◆ Texte choisi ◆

Alice, de Woody Allen * * * * *
Alice figure dans l’œuvre de Woody Allen après une série d’œuvres plus sombres, qui vont de September à Crimes et délits. De même que son héroïne parvient à s’extraire du décor factice de sa vie bourgeoise, il y déconstruit joyeusement son petit théâtre. Sa mise en scène tourne à la magie, avec un irrésistible charlatan chinois en Monsieur Loyal.
[J’anime mensuellement, aux côtés d’Yves Milliard, le ciné-club du Mouvement des Cadres Chrétiens ; et je me propose de rendre compte de notre programmation dans ces virtuelles colonnes, et le cas échéant d’améliorer les articles en tenant compte des débats qui suivent les projections.]
On caricature souvent les films de Woody Allen en les présentant comme le compte-rendu des névroses de bourgeois new-yorkais. Il faut bien avouer qu’Alice Tate est une grande bourgeoise, qu’elle habite un sublime appartement à Manhattan avec son mari Douglas et leurs deux enfants, et qu’elle s’est dévouée entièrement à l’extériorité — passant des heures chez la manucure, principal lieu de rencontre avec ses amies — pour mieux se cacher ses tourments intérieurs.
Mais un jour, emmenant ses enfants à l’école, elle fait la très rapide connaissance d’un autre parent d’élèves, Joe Ruffalo, un jazzman quelque peu bohème. Très vite celui-ci s’installe au cœur des rêveries d’Alice, sans que celle-ci change quoi que ce soit à sa vie pour autant. C’est sa rencontre avec le docteur Yang, un acupuncteur du quartier chinois qui dispose de quelques autres talents et d’herbes rares et prodigieuses, qui va donner à Alice l’impulsion d’une nouvelle vie. On fera facilement le parallèle avec une psychanalyse, mais Yang et Allen se proposent de remplacer celle-ci par une série de raccourcis poétiques révélant à Alice ses véritables désirs. Telle potion la désinhibe, telle autre la rend invisible, telle autre fait apparaître un fantôme… le scénario navigue avec vivacité de fantaisie en fantaisie. Qu’Allen fasse surgir l’incongru ou le fantastique dans une scène qui le prépare longuement, ou par surprise, il parvient à surprendre sans cesse le spectateur.

◆ Petit exercice 1 ◆
Recopiez tel quel tout le texte sur le film Alice.

◆ Entrées fournies ◆
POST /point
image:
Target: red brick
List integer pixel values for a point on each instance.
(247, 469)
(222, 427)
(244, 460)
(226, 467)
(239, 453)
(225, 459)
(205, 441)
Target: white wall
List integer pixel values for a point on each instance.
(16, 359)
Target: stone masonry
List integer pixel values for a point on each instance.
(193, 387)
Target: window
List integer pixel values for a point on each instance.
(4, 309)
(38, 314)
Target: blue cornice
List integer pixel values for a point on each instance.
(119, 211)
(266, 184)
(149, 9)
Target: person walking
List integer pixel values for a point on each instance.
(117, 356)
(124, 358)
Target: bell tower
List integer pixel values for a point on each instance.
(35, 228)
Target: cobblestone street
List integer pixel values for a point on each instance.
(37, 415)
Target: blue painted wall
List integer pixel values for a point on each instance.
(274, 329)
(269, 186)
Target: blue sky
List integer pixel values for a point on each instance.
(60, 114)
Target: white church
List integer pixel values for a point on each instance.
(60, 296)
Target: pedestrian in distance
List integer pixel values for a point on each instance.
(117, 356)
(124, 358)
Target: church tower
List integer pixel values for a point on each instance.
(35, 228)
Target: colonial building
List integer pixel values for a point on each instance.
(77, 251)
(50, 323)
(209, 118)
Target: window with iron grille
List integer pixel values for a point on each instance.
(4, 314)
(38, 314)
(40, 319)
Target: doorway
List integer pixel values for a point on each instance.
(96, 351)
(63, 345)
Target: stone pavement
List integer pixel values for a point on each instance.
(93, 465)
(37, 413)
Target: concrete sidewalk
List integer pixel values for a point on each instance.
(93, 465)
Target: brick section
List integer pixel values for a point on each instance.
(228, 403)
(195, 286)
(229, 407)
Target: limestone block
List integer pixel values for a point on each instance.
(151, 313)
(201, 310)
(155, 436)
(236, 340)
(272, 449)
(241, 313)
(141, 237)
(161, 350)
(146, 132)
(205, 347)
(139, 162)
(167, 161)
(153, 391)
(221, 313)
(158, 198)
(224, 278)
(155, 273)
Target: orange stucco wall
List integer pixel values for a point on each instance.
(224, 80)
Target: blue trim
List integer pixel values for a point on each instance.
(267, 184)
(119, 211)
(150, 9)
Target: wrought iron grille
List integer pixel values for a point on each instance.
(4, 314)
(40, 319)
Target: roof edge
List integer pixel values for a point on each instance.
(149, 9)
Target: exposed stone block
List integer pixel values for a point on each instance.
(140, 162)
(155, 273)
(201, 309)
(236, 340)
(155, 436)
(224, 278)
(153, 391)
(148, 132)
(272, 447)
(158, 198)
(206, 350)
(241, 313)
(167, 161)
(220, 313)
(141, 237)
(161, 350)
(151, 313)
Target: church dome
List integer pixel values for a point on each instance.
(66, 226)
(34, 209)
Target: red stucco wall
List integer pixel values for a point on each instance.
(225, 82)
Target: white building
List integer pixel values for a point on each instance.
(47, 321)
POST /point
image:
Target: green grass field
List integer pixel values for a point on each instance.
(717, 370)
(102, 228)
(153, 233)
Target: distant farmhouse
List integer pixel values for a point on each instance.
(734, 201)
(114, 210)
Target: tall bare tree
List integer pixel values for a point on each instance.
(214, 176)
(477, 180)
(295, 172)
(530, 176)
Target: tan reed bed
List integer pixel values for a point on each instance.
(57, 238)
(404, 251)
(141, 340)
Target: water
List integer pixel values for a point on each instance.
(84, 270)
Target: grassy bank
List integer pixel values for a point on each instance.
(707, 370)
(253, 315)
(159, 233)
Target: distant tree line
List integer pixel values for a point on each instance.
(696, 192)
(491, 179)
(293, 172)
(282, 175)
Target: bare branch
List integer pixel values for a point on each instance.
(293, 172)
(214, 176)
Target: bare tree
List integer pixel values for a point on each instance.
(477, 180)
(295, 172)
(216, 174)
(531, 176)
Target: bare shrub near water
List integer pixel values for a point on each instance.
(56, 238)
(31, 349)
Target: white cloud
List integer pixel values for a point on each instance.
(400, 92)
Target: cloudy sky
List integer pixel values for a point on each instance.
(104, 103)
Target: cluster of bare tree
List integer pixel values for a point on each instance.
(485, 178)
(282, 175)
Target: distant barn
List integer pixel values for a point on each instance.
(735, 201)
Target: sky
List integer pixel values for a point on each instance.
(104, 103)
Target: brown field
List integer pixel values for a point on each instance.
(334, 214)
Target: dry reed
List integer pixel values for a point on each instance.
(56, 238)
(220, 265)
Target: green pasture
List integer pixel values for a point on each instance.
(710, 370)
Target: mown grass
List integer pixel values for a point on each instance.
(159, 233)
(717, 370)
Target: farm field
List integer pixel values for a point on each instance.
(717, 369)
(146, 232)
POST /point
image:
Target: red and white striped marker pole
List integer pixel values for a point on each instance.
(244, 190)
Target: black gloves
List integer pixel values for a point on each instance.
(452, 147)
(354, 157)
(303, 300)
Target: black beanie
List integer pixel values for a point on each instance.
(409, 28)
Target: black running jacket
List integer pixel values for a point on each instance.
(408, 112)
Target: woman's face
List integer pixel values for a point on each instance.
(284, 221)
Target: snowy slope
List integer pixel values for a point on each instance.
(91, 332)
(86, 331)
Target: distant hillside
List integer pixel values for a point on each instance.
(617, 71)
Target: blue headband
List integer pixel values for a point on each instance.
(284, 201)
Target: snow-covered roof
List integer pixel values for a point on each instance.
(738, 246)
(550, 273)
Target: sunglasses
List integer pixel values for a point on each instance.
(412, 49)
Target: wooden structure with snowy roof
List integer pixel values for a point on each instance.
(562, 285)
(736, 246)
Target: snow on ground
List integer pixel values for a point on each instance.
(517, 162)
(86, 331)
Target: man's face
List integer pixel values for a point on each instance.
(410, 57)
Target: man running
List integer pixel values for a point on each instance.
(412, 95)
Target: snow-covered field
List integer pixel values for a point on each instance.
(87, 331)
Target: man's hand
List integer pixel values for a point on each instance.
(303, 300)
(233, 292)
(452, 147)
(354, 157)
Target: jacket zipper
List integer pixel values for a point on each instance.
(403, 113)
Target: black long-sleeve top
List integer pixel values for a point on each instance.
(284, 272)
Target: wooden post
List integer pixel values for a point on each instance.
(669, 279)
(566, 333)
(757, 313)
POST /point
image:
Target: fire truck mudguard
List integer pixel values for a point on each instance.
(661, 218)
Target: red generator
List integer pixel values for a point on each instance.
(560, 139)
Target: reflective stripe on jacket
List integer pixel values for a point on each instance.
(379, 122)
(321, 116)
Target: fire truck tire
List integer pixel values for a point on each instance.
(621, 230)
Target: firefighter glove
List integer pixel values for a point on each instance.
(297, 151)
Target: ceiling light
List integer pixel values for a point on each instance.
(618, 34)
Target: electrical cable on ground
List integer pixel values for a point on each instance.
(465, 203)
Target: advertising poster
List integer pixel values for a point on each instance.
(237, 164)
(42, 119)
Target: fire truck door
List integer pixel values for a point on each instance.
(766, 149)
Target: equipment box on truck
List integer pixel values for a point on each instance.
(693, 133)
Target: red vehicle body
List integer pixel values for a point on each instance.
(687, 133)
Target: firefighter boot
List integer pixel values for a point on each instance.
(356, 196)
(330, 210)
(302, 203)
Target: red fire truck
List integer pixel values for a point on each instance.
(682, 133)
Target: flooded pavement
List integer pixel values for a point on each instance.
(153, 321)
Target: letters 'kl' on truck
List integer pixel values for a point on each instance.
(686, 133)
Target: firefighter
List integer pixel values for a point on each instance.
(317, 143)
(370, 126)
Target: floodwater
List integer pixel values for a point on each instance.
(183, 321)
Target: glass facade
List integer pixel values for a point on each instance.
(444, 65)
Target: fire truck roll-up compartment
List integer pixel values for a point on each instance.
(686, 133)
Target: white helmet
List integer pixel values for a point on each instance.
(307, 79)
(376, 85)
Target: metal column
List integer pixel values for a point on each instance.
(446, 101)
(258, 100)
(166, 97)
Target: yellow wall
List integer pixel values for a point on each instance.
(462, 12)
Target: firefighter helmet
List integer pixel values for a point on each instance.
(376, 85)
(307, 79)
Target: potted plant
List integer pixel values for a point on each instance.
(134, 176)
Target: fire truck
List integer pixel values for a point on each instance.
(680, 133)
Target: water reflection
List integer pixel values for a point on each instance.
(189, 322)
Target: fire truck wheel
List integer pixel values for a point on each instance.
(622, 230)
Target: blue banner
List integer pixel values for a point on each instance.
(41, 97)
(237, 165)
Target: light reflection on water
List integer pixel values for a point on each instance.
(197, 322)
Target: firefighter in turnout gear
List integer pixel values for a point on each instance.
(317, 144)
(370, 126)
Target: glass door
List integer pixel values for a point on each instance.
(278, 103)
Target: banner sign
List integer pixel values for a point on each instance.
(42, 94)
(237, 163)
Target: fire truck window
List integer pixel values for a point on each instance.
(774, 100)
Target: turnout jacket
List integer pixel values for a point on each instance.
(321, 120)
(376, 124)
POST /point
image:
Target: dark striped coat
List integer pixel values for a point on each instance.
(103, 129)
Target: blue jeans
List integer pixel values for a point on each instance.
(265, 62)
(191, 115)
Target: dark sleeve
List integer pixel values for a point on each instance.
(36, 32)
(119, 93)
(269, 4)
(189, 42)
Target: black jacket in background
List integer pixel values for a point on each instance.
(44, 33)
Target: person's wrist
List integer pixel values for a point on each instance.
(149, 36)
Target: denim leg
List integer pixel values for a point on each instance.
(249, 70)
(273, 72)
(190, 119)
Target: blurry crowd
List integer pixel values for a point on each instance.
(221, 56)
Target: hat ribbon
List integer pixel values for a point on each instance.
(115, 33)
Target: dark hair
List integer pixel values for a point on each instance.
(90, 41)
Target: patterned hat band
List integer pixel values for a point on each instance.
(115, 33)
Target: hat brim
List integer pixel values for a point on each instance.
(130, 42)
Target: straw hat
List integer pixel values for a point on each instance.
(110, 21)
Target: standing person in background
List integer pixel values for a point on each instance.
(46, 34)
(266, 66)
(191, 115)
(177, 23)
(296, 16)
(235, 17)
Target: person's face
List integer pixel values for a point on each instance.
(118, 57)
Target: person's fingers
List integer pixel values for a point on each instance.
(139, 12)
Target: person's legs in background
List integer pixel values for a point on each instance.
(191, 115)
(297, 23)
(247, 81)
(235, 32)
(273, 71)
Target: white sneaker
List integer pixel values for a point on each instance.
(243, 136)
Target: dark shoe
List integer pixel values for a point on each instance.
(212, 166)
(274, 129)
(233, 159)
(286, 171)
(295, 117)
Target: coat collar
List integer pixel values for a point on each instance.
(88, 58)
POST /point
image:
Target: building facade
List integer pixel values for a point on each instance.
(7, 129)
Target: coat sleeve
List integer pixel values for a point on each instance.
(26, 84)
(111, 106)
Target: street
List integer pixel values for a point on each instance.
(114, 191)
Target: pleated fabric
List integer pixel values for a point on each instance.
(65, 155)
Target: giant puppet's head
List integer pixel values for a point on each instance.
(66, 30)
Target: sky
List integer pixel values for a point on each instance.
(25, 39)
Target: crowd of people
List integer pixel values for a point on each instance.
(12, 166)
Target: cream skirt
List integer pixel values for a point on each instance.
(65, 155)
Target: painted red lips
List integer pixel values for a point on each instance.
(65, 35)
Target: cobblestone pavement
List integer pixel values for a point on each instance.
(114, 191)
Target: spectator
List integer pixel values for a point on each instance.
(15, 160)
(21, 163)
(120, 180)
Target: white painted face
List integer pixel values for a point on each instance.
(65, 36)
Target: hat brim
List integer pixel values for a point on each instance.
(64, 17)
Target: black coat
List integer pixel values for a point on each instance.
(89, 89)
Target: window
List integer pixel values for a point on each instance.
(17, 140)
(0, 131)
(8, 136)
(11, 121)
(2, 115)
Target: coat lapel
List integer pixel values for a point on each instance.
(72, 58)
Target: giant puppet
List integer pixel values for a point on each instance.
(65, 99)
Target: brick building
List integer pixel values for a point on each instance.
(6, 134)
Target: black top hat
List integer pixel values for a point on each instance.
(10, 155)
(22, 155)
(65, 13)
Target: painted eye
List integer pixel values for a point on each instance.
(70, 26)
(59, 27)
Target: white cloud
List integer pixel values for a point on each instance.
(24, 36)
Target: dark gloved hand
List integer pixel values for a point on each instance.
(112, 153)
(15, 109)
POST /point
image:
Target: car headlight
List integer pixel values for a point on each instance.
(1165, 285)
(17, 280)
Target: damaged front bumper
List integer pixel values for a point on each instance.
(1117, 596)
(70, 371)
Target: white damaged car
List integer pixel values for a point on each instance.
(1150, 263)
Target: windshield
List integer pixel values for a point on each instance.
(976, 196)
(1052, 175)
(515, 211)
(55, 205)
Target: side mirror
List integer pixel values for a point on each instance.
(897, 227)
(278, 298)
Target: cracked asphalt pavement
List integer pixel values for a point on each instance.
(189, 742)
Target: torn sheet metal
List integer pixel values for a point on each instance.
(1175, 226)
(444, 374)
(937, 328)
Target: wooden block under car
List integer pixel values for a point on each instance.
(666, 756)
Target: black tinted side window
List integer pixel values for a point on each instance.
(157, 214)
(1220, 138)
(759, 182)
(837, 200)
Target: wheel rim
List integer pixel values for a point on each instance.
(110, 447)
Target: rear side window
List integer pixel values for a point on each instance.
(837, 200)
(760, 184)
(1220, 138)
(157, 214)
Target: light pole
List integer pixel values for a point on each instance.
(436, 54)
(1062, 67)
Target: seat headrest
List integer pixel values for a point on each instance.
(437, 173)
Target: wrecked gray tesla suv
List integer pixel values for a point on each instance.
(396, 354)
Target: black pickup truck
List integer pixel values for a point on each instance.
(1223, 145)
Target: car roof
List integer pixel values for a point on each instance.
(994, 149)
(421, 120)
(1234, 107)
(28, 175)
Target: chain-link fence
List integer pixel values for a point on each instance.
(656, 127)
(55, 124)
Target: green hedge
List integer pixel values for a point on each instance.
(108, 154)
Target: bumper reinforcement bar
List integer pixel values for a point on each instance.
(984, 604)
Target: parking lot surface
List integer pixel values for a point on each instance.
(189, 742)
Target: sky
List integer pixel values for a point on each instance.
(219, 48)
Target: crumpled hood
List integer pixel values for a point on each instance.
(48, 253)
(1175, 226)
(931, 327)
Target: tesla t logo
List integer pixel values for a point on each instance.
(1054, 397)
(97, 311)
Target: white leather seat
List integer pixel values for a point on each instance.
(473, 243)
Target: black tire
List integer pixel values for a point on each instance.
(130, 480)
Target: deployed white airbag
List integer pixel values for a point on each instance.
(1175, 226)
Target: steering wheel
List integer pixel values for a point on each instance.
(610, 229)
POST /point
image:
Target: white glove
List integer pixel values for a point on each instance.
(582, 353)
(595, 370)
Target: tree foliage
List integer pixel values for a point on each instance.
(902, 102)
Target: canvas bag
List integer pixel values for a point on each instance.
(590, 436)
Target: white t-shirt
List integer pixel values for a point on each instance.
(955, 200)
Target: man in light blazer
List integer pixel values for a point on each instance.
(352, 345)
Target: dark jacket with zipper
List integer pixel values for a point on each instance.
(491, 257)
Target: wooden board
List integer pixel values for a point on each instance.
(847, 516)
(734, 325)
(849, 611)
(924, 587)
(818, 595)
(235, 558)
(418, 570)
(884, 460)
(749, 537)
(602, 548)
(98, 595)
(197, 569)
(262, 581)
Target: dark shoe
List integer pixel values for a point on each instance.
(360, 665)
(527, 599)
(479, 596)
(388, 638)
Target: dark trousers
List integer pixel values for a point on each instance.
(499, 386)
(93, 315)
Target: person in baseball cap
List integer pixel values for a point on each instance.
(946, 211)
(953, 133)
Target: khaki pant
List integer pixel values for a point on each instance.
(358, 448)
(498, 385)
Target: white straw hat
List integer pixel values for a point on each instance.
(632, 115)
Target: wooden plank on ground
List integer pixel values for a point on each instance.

◆ Petit exercice 2 ◆
Dans les enregistrements, reprenez à l'identique le passage qui va de la ligne contenant « Target: wrecked gray tesla suv » jusqu'à celle contenant « (1223, 145) », ces deux lignes comprises.

◆ Résultat attendu 1 ◆
Alice, de Woody Allen * * * * *
Alice figure dans l’œuvre de Woody Allen après une série d’œuvres plus sombres, qui vont de September à Crimes et délits. De même que son héroïne parvient à s’extraire du décor factice de sa vie bourgeoise, il y déconstruit joyeusement son petit théâtre. Sa mise en scène tourne à la magie, avec un irrésistible charlatan chinois en Monsieur Loyal.
[J’anime mensuellement, aux côtés d’Yves Milliard, le ciné-club du Mouvement des Cadres Chrétiens ; et je me propose de rendre compte de notre programmation dans ces virtuelles colonnes, et le cas échéant d’améliorer les articles en tenant compte des débats qui suivent les projections.]
On caricature souvent les films de Woody Allen en les présentant comme le compte-rendu des névroses de bourgeois new-yorkais. Il faut bien avouer qu’Alice Tate est une grande bourgeoise, qu’elle habite un sublime appartement à Manhattan avec son mari Douglas et leurs deux enfants, et qu’elle s’est dévouée entièrement à l’extériorité — passant des heures chez la manucure, principal lieu de rencontre avec ses amies — pour mieux se cacher ses tourments intérieurs.
Mais un jour, emmenant ses enfants à l’école, elle fait la très rapide connaissance d’un autre parent d’élèves, Joe Ruffalo, un jazzman quelque peu bohème. Très vite celui-ci s’installe au cœur des rêveries d’Alice, sans que celle-ci change quoi que ce soit à sa vie pour autant. C’est sa rencontre avec le docteur Yang, un acupuncteur du quartier chinois qui dispose de quelques autres talents et d’herbes rares et prodigieuses, qui va donner à Alice l’impulsion d’une nouvelle vie. On fera facilement le parallèle avec une psychanalyse, mais Yang et Allen se proposent de remplacer celle-ci par une série de raccourcis poétiques révélant à Alice ses véritables désirs. Telle potion la désinhibe, telle autre la rend invisible, telle autre fait apparaître un fantôme… le scénario navigue avec vivacité de fantaisie en fantaisie. Qu’Allen fasse surgir l’incongru ou le fantastique dans une scène qui le prépare longuement, ou par surprise, il parvient à surprendre sans cesse le spectateur.

◆ Résultat attendu 2 ◆
Target: wrecked gray tesla suv
List integer pixel values for a point on each instance.
(396, 354)
Target: black pickup truck
List integer pixel values for a point on each instance.
(1223, 145)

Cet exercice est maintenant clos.